France, officially the French Republic, is a country located primarily in Western Europe. It also includes overseas regions and territories in the Americas and the Atlantic, Pacific, and Indian Oceans, giving it one of the largest discontiguous exclusive economic zones in the world. Metropolitan France shares borders with Belgium and Luxembourg to the north, Germany to the north east, Switzerland to the east, Italy and Monaco to the south east, Andorra and Spain to the south, and a maritime border with the United Kingdom to the north west. Its metropolitan area extends from the Rhine to the Atlantic Ocean and from the Mediterranean Sea to the English Channel and the North Sea. Its overseas territories include French Guiana in South America, Saint Pierre and Miquelon in the North Atlantic, the French West Indies, and many islands in Oceania and the Indian Ocean. Its eighteen integral regions (five of which are overseas) span a combined area of 643,801 km2 (248,573 sq mi) and have a total population of 68.4 million . France is a unitary semi-presidential republic with its capital in Paris, the country's largest city and main cultural and commercial centre; other major urban areas include Marseille, Lyon, Toulouse, Lille, Bordeaux, Strasbourg, Nantes, and Nice.

Metropolitan France was settled during the Iron Age by Celtic tribes known as Gauls before Rome annexed the area in 51 BC, leading to a distinct Gallo-Roman culture. In the Early Middle Ages, the Germanic Franks formed the Kingdom of Francia, which became the heartland of the Carolingian Empire. The Treaty of Verdun of 843 partitioned the empire, with West Francia evolving into the Kingdom of France. In the High Middle Ages, France was a powerful but decentralized feudal kingdom, but from the mid-14th to the mid-15th centuries, France was plunged into a dynastic conflict with England known as the Hundred Years' War. In the 16th century, the French Renaissance saw culture flourish and a French colonial empire rise. Internally, France was dominated by the conflict with the House of Habsburg and the French Wars of Religion between Catholics and Huguenots. France was successful in the Thirty Years' War and further increased its influence during the reign of Louis XIV.
□ □ □ □ □
[The task]: Retype the whole passage on France word for word, keeping the paragraph break. The rows that come next are separate material and are not part of the text about France.

[Data supplied]:
□ □ □ □ □
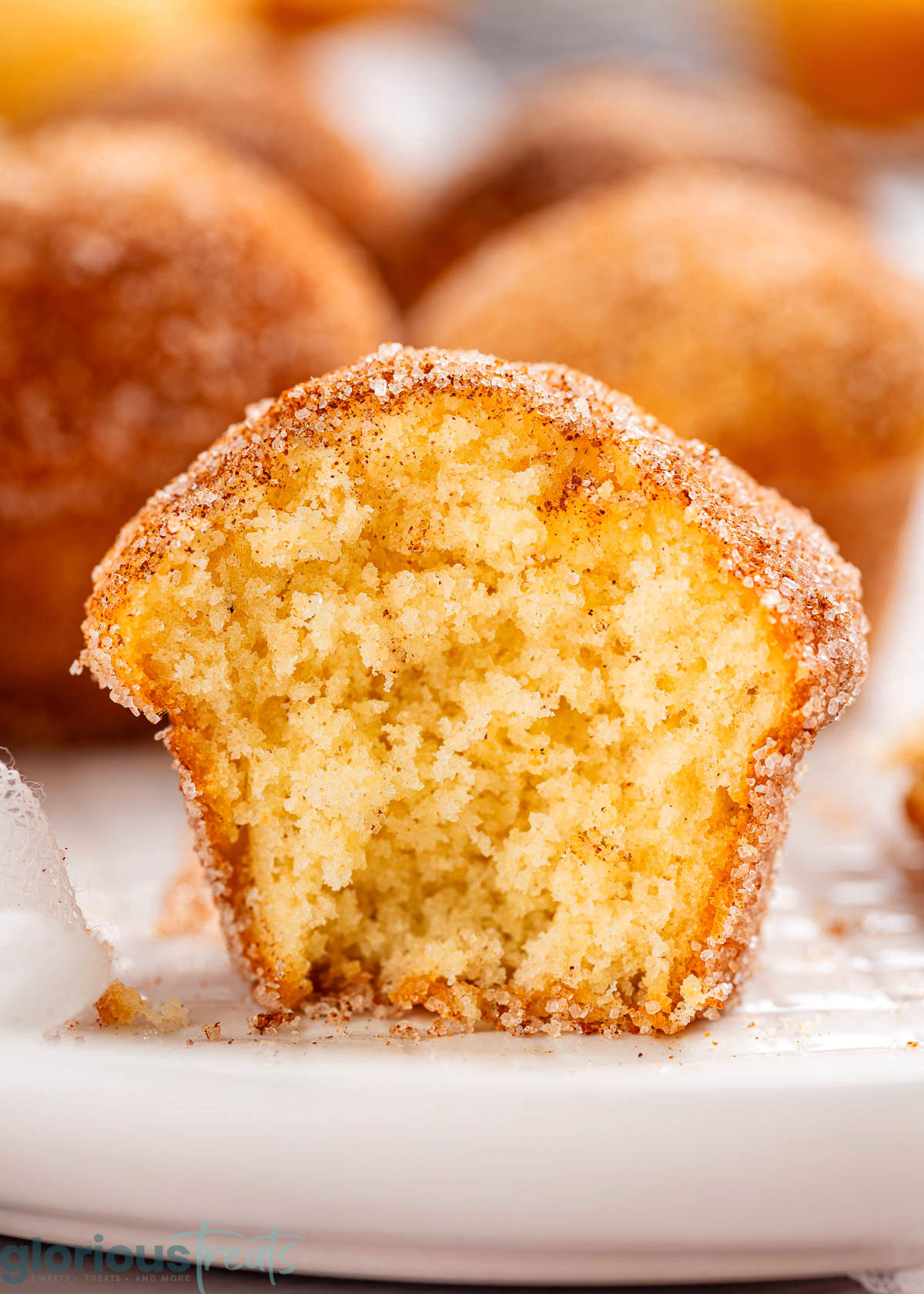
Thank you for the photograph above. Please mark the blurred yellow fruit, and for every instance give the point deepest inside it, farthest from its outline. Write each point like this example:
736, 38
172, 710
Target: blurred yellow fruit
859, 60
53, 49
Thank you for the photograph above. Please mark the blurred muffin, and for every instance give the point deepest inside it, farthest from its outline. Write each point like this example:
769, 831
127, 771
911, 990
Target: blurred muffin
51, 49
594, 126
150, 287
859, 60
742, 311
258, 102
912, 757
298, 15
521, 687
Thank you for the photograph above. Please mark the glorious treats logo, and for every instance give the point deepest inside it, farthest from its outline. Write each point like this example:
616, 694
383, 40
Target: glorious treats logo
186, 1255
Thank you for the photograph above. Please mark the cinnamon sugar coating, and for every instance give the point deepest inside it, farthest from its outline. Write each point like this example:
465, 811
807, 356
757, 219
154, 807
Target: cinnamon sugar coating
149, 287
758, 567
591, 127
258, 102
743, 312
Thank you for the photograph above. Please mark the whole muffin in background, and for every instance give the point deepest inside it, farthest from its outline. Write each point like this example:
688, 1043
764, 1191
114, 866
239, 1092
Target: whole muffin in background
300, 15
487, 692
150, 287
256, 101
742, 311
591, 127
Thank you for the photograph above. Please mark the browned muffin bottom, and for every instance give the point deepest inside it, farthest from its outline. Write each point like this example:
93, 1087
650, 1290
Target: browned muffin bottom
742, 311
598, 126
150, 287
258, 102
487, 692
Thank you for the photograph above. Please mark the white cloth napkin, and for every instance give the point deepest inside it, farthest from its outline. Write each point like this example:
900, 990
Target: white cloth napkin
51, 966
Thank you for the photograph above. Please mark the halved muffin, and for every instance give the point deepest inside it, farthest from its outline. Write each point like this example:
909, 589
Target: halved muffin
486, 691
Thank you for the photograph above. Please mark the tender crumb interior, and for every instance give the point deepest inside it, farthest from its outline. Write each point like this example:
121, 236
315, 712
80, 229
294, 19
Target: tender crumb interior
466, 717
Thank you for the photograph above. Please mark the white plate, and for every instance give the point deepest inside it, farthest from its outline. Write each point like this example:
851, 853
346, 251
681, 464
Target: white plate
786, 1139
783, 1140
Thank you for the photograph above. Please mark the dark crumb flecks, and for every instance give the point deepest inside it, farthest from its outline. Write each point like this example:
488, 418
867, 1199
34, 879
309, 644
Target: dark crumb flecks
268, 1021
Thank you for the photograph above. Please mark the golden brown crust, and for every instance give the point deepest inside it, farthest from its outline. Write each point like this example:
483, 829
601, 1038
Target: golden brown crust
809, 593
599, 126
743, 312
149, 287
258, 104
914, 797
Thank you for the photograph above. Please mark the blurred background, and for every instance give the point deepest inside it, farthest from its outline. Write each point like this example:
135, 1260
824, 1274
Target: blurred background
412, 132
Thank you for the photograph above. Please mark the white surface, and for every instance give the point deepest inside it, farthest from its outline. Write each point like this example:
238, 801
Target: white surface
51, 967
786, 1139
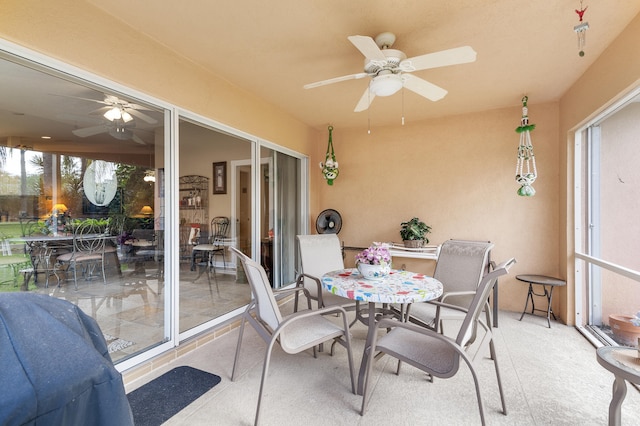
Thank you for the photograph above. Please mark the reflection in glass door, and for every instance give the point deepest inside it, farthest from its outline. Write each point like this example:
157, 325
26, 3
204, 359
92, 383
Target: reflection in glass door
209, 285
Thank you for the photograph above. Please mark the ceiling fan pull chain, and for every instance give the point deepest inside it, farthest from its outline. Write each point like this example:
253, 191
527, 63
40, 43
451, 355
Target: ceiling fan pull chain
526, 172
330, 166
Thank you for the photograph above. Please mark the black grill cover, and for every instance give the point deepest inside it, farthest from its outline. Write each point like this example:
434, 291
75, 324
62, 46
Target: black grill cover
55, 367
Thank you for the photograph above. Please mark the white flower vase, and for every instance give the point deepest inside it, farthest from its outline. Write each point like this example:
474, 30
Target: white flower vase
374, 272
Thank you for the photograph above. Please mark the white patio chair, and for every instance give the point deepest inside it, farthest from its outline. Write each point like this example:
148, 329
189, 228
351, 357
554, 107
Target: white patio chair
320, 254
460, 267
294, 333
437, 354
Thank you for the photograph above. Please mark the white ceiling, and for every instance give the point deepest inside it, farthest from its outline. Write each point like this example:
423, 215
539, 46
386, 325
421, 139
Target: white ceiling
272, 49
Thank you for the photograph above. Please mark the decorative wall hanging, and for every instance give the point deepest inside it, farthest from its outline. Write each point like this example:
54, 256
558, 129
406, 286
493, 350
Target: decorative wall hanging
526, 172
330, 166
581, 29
□ □ □ □ □
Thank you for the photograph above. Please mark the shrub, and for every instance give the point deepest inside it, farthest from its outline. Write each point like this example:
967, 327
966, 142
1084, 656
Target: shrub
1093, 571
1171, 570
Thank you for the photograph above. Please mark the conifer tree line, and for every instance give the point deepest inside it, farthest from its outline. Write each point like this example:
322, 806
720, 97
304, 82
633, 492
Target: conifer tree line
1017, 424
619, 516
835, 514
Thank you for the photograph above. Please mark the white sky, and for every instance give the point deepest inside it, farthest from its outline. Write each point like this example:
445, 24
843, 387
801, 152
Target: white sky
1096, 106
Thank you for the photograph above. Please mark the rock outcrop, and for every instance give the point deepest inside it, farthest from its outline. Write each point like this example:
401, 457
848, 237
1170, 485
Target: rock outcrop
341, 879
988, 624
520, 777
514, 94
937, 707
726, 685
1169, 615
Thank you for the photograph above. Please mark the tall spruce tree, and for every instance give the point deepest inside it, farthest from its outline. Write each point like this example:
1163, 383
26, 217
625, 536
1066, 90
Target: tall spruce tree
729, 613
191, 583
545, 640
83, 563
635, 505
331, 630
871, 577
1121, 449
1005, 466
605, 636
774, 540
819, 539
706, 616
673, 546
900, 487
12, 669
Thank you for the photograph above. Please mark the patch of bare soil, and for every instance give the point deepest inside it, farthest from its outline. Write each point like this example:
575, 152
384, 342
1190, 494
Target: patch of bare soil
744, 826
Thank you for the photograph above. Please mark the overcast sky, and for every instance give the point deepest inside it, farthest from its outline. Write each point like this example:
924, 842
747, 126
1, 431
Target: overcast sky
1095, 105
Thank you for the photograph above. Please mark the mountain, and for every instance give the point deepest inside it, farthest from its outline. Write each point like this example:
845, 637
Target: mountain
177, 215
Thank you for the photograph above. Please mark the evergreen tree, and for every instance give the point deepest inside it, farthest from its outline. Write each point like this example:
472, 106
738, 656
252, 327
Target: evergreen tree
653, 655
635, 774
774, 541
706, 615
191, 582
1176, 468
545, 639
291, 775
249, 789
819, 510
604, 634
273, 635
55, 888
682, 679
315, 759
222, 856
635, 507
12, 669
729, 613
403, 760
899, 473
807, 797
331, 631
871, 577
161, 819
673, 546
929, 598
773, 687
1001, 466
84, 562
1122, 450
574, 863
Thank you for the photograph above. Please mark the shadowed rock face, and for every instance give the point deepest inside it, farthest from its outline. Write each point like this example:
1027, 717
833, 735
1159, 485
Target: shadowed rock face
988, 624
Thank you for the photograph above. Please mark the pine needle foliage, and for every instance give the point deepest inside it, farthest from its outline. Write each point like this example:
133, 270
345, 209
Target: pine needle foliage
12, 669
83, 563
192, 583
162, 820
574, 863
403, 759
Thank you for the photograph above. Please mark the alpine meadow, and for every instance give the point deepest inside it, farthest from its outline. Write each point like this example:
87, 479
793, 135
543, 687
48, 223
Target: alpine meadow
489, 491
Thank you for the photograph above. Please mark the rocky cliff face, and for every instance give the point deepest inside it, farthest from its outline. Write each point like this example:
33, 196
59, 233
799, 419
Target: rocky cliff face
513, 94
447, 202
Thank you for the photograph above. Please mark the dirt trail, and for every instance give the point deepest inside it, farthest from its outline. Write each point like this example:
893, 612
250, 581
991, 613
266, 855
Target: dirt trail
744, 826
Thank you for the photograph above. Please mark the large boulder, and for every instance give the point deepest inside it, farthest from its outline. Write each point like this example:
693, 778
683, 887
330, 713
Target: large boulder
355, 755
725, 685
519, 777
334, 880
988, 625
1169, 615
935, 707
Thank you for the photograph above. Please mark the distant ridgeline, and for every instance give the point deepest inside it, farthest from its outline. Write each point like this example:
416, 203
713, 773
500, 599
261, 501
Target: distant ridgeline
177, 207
□ □ □ □ □
[Written solution]:
France, officially the French Republic, is a country located primarily in Western Europe. It also includes overseas regions and territories in the Americas and the Atlantic, Pacific, and Indian Oceans, giving it one of the largest discontiguous exclusive economic zones in the world. Metropolitan France shares borders with Belgium and Luxembourg to the north, Germany to the north east, Switzerland to the east, Italy and Monaco to the south east, Andorra and Spain to the south, and a maritime border with the United Kingdom to the north west. Its metropolitan area extends from the Rhine to the Atlantic Ocean and from the Mediterranean Sea to the English Channel and the North Sea. Its overseas territories include French Guiana in South America, Saint Pierre and Miquelon in the North Atlantic, the French West Indies, and many islands in Oceania and the Indian Ocean. Its eighteen integral regions (five of which are overseas) span a combined area of 643,801 km2 (248,573 sq mi) and have a total population of 68.4 million . France is a unitary semi-presidential republic with its capital in Paris, the country's largest city and main cultural and commercial centre; other major urban areas include Marseille, Lyon, Toulouse, Lille, Bordeaux, Strasbourg, Nantes, and Nice.

Metropolitan France was settled during the Iron Age by Celtic tribes known as Gauls before Rome annexed the area in 51 BC, leading to a distinct Gallo-Roman culture. In the Early Middle Ages, the Germanic Franks formed the Kingdom of Francia, which became the heartland of the Carolingian Empire. The Treaty of Verdun of 843 partitioned the empire, with West Francia evolving into the Kingdom of France. In the High Middle Ages, France was a powerful but decentralized feudal kingdom, but from the mid-14th to the mid-15th centuries, France was plunged into a dynastic conflict with England known as the Hundred Years' War. In the 16th century, the French Renaissance saw culture flourish and a French colonial empire rise. Internally, France was dominated by the conflict with the House of Habsburg and the French Wars of Religion between Catholics and Huguenots. France was successful in the Thirty Years' War and further increased its influence during the reign of Louis XIV.